▼

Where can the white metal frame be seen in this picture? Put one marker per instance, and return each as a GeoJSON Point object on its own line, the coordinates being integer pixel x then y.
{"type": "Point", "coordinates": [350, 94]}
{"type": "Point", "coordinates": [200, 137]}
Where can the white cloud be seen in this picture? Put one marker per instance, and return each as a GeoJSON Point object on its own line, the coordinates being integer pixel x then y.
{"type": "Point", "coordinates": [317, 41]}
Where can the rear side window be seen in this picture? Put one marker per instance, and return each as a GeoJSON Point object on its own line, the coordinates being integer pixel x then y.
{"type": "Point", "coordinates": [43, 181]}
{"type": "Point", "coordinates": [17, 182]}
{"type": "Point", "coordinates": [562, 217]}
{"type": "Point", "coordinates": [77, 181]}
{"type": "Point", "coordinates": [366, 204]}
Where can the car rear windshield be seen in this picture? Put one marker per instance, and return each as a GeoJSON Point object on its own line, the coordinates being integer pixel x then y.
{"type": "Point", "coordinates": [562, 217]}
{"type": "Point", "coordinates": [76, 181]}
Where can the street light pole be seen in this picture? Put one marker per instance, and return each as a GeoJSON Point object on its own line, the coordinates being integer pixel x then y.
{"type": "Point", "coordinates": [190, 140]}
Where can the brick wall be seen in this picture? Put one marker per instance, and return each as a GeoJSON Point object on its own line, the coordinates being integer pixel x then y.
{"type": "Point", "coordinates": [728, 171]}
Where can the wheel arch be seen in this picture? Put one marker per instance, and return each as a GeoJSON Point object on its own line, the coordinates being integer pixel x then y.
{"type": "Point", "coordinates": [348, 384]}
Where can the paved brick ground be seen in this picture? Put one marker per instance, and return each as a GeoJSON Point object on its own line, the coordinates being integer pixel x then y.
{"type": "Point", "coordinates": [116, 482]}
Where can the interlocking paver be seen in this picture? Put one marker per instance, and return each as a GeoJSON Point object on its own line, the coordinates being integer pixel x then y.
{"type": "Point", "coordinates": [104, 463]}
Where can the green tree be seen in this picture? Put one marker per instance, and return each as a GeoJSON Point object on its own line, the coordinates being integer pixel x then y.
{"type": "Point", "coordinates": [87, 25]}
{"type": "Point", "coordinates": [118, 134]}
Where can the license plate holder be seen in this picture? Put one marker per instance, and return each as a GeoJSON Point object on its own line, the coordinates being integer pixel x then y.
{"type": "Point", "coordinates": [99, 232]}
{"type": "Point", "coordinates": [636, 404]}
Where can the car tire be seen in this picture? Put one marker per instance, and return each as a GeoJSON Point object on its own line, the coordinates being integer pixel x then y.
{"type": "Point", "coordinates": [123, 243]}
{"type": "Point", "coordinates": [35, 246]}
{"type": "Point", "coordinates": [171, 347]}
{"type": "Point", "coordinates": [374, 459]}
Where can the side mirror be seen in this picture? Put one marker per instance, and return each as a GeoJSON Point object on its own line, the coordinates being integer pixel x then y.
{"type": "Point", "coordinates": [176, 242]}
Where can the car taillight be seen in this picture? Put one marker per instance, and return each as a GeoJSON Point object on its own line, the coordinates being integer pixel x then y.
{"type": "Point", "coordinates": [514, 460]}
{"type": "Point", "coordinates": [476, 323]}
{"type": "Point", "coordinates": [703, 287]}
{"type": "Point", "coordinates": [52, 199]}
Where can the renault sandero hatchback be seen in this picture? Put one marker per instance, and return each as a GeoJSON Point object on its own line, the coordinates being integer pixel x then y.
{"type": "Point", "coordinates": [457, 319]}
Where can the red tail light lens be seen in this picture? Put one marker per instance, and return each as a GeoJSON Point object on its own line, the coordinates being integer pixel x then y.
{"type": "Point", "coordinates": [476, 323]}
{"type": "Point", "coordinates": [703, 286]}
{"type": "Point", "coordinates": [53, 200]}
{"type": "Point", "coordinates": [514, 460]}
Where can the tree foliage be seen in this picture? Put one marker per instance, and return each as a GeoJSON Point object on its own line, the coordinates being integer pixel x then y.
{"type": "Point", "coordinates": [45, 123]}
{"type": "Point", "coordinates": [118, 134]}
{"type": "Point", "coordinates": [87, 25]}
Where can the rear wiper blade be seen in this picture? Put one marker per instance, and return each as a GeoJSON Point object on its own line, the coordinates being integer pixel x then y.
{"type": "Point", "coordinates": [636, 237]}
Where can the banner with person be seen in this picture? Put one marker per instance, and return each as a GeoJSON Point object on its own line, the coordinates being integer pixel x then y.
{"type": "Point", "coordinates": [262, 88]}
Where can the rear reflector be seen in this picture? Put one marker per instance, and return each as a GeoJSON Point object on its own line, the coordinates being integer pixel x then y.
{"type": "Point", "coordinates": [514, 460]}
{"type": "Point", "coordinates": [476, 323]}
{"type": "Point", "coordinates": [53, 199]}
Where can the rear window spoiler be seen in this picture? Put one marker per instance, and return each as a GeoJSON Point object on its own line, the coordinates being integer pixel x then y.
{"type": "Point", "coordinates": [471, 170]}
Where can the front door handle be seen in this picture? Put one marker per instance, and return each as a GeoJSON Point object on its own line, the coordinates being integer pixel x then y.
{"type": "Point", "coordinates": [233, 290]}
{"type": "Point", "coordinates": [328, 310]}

▲

» **Work order**:
Copy the records above exactly as written.

» **Answer box**:
Where can the white metal frame be seen in this picture? Put one marker per instance, and return each as a GeoJSON Point object on its own line, the coordinates being integer pixel x then y.
{"type": "Point", "coordinates": [350, 94]}
{"type": "Point", "coordinates": [200, 137]}
Where can the white cloud be seen in this picture? Put one marker per instance, and return each as a GeoJSON Point object on its own line, the coordinates being integer pixel x then y.
{"type": "Point", "coordinates": [317, 41]}
Where can the rear side window be seen in this picture? Put one marker per instance, and return each as a GeoJSON Point object on its own line, the coordinates being integer pixel x then y.
{"type": "Point", "coordinates": [43, 181]}
{"type": "Point", "coordinates": [17, 182]}
{"type": "Point", "coordinates": [562, 217]}
{"type": "Point", "coordinates": [77, 181]}
{"type": "Point", "coordinates": [366, 204]}
Where can the car rear windshield be seen in this picture? Put one marker per instance, and return each as a GeoJSON Point object on its own line, the coordinates being integer pixel x then y.
{"type": "Point", "coordinates": [562, 217]}
{"type": "Point", "coordinates": [76, 181]}
Where can the street light pole be seen in this picture? Put one marker per instance, and return each as a GeoJSON Point object on its own line, the coordinates being integer pixel x then y.
{"type": "Point", "coordinates": [190, 140]}
Where can the brick wall be seen in this picture? Put one marker per instance, and return each as a GeoJSON Point object on its own line, the coordinates being integer pixel x then y.
{"type": "Point", "coordinates": [728, 171]}
Where can the wheel arch be seen in this picture? Put one marker per instance, and return each as a GeoJSON Point object on its own line, the coordinates being integer pixel x then y.
{"type": "Point", "coordinates": [348, 384]}
Where can the paved brick ground be seen in this picture? Put one marker per instance, and return each as a GeoJSON Point object on its own line, the coordinates being integer pixel x then y.
{"type": "Point", "coordinates": [116, 482]}
Where can the interlocking paver be seen in this picture? Put one marker per instance, and return each as a GeoJSON Point object on its own line, the coordinates being integer pixel x then y.
{"type": "Point", "coordinates": [104, 463]}
Where can the green tree be seen in this picture? Put one marker per instance, and return each as a GeoJSON Point object on its own line, the coordinates being integer pixel x then y.
{"type": "Point", "coordinates": [87, 25]}
{"type": "Point", "coordinates": [118, 134]}
Where can the license plate holder be seen in this picture? Put one marker per instance, and return each as a GeoJSON Point object on its own line, the coordinates being integer pixel x then y.
{"type": "Point", "coordinates": [99, 232]}
{"type": "Point", "coordinates": [636, 404]}
Where can the car tire be seen in this picture? Put one marker per instance, and return each as a GeoJSON Point object on its own line, the coordinates being integer pixel x then y.
{"type": "Point", "coordinates": [123, 243]}
{"type": "Point", "coordinates": [35, 246]}
{"type": "Point", "coordinates": [171, 347]}
{"type": "Point", "coordinates": [374, 459]}
Where can the side mirror be seen in this picture? Put one marker per instance, and return each as a GeoJSON Point object on its own line, the coordinates being integer pixel x then y.
{"type": "Point", "coordinates": [176, 242]}
Where can the car taillight be seen in this picture? Put one marker per instance, and return each as a GeoJSON Point object on its own line, the coordinates being integer pixel x then y.
{"type": "Point", "coordinates": [514, 460]}
{"type": "Point", "coordinates": [476, 323]}
{"type": "Point", "coordinates": [703, 287]}
{"type": "Point", "coordinates": [52, 199]}
Where can the renault sandero hatchback be seen in this picture? Put one marker per instance, and return each as a GeoJSON Point object on its own line, the coordinates being integer pixel x then y.
{"type": "Point", "coordinates": [457, 319]}
Where can the red tail light lens be seen in this picture? Put one marker per instance, and return each as a GeoJSON Point object on its own line, the coordinates being integer pixel x then y.
{"type": "Point", "coordinates": [476, 323]}
{"type": "Point", "coordinates": [703, 286]}
{"type": "Point", "coordinates": [53, 200]}
{"type": "Point", "coordinates": [514, 460]}
Where can the tree foliage be seen in this picture? Put one marker per instance, and return each as a GeoJSON Point object on its own line, the coordinates being integer pixel x then y.
{"type": "Point", "coordinates": [45, 123]}
{"type": "Point", "coordinates": [118, 134]}
{"type": "Point", "coordinates": [87, 25]}
Where can the rear wiper blade be seen in this picture? Put one marker per instance, and return each as a GeoJSON Point object on its own line, the coordinates being integer pixel x then y.
{"type": "Point", "coordinates": [636, 237]}
Where can the banner with person be seen in this picture? Put one marker per instance, and return each as a GeoJSON Point object on its own line, the coordinates being integer pixel x then y.
{"type": "Point", "coordinates": [262, 88]}
Where can the rear reflector be seen in this picture? Put one marker per instance, and return each as a GeoJSON Point object on its own line, the coordinates being integer pixel x then y.
{"type": "Point", "coordinates": [514, 460]}
{"type": "Point", "coordinates": [476, 323]}
{"type": "Point", "coordinates": [53, 199]}
Where can the rear window spoiler be seen in this picture? Put one marker per instance, and return each as a GeoJSON Point object on its own line, the coordinates being integer pixel x then y.
{"type": "Point", "coordinates": [471, 170]}
Where can the front door handle be seen in this picture? Put one marker per instance, and return each as a GeoJSON Point object on its own line, the coordinates being integer pixel x then y.
{"type": "Point", "coordinates": [233, 290]}
{"type": "Point", "coordinates": [328, 310]}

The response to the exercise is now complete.